══ Record list
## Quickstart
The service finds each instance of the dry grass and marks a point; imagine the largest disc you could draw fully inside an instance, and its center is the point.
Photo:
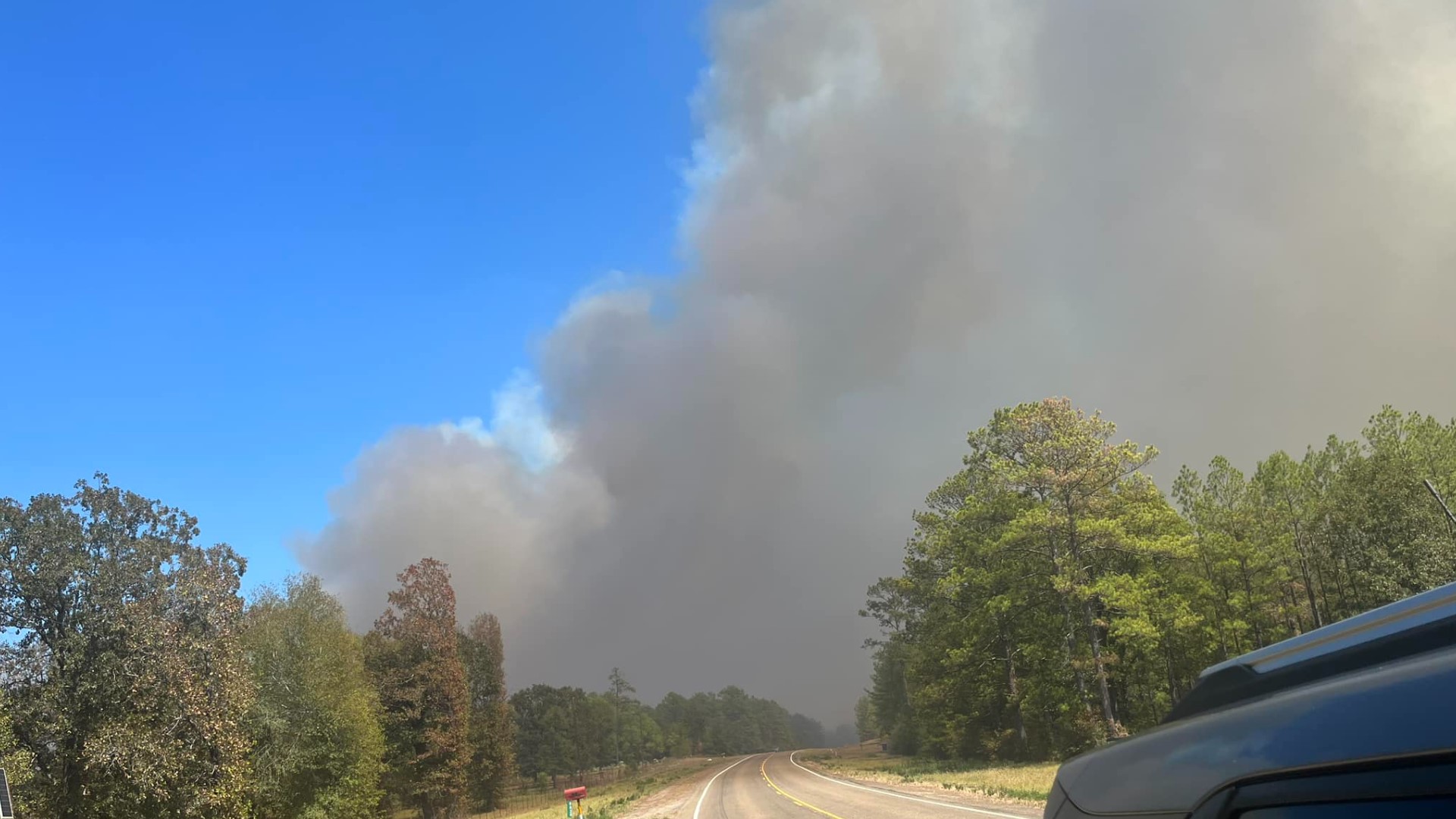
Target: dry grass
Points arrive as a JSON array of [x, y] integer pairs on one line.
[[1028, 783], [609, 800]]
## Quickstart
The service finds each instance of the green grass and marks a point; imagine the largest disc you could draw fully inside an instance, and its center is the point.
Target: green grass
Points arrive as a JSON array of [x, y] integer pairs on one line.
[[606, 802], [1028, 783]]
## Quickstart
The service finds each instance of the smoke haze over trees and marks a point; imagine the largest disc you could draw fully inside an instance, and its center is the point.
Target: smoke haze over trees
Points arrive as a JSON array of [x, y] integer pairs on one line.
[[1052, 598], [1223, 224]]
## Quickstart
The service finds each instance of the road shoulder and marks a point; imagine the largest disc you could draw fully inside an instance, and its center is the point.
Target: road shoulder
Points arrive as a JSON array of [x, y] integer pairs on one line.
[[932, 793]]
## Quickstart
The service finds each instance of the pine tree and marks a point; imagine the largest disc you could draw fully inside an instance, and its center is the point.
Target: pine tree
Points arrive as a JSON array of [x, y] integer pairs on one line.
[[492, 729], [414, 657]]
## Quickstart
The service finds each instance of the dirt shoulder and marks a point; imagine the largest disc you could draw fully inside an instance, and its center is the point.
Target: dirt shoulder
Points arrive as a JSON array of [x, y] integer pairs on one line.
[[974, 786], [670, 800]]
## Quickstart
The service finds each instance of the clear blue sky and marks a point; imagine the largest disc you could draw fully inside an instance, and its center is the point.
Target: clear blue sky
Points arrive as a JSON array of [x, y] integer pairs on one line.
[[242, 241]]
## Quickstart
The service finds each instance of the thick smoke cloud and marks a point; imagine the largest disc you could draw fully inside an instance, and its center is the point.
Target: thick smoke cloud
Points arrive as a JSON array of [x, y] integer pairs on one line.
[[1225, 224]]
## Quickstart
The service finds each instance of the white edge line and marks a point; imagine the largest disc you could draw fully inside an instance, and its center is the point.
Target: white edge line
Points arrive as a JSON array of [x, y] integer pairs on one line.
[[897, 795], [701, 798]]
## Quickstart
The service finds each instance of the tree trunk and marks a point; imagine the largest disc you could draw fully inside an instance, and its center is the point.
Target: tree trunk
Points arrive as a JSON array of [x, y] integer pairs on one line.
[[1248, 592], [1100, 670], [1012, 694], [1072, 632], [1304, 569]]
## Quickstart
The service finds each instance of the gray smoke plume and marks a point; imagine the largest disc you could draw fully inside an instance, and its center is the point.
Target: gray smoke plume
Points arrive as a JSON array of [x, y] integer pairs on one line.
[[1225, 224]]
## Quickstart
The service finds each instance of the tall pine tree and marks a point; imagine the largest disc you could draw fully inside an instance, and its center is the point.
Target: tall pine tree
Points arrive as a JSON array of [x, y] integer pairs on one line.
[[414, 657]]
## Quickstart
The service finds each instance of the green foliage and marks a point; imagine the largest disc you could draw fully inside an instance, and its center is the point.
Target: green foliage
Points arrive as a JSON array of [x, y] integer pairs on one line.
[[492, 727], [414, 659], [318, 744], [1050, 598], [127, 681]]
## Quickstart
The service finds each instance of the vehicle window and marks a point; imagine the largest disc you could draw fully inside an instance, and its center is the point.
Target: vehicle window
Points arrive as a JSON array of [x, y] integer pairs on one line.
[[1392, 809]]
════
══ Record list
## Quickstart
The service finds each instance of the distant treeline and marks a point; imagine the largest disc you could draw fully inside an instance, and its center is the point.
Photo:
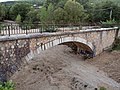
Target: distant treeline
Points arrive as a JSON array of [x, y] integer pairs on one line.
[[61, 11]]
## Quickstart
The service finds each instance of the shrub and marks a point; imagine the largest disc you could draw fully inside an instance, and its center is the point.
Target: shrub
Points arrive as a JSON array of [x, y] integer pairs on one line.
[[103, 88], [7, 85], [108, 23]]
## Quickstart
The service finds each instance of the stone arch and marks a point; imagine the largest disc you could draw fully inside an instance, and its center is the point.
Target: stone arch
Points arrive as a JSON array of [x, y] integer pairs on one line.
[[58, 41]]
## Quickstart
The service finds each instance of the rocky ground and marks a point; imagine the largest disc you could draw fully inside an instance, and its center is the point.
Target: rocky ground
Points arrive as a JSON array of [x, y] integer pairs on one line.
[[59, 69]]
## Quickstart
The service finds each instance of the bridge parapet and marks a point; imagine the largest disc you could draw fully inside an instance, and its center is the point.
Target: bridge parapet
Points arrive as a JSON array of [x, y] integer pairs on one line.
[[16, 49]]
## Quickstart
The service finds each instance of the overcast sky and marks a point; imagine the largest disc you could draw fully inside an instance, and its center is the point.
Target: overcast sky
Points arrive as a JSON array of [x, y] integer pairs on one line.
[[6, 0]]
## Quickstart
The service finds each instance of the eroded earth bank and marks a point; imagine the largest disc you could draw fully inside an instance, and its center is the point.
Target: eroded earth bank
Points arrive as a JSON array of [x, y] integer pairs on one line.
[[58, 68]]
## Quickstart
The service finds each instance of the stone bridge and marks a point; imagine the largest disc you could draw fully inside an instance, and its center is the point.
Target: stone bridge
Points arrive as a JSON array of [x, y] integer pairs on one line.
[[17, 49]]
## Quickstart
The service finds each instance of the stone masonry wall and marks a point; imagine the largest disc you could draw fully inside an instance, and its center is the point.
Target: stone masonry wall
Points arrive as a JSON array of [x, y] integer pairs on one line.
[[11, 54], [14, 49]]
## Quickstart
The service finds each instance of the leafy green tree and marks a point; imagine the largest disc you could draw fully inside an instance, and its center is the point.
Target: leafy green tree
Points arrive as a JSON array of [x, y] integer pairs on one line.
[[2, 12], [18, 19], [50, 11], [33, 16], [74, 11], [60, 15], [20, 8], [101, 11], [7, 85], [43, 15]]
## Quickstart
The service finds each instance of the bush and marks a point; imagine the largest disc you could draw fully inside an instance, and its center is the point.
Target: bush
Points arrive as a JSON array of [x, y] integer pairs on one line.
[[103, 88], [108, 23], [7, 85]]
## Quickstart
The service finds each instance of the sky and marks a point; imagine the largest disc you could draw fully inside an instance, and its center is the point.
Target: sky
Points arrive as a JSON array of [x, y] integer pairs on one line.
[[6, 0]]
════
Identify every line in the records above that contains the string "vehicle" and copy each such line. Treat the match as case-sensitive.

Solved exercise:
The service finds each instance of the vehicle window and marks a point; imagine the largest disc you could draw fully inside an instance, and its center is the point.
Target: vehicle window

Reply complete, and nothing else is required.